§ **STORED DATA**
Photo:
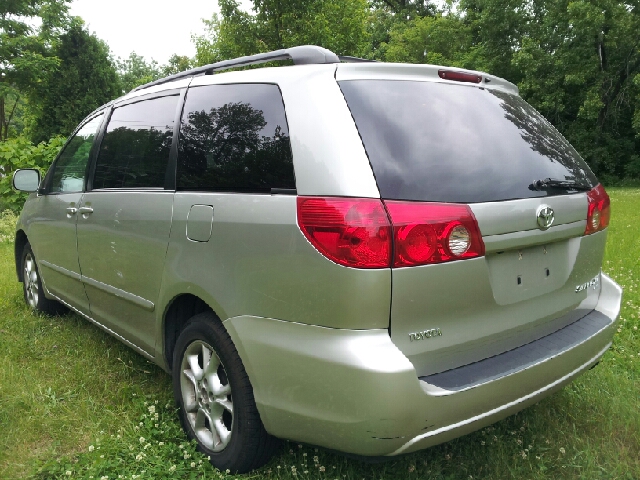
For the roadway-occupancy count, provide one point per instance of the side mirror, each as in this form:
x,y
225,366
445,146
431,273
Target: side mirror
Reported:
x,y
26,180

§ **WORK REQUIRED**
Starting at the line in the records above that contains "For the roadway-occupancy", output every line up to and including the last one, with nothing added.

§ **EXERCISE OUTPUT**
For the roadway-occupancy count, provide one point per instance of the side mirror, each as in this form:
x,y
225,366
445,146
431,273
Target: side mirror
Reported:
x,y
26,180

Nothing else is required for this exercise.